Count the lines in the data below that have "blue" in them, and reply with only that number.

[[ Extracted records open ]]

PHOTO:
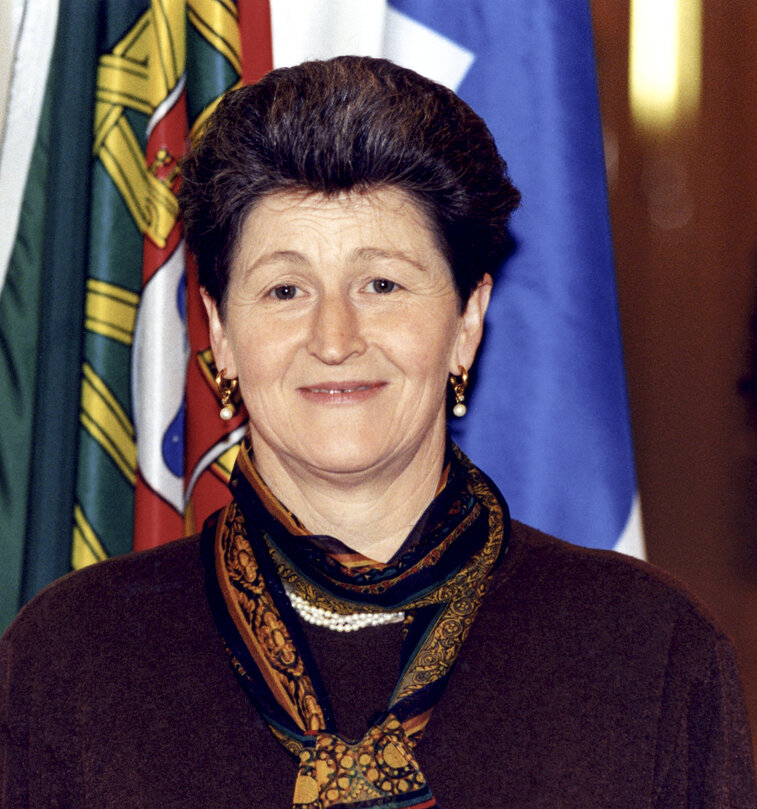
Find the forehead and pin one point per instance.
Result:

[[ Extracted records closed ]]
[[ Extracted records open ]]

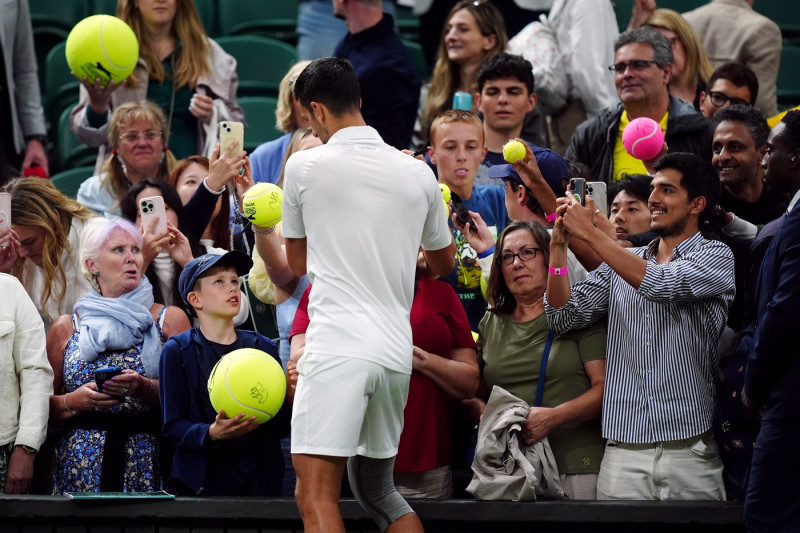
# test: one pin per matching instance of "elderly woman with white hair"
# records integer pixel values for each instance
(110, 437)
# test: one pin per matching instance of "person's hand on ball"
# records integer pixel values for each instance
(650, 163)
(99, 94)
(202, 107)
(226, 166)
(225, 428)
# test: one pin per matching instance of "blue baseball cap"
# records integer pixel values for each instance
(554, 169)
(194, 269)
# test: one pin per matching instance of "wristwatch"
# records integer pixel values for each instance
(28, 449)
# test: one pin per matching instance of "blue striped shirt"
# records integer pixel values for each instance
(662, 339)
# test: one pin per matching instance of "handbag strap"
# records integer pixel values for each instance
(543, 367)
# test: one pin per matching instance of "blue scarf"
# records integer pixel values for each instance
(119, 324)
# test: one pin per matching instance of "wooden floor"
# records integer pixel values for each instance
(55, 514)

[[ Extracted records closed ]]

Written solution:
3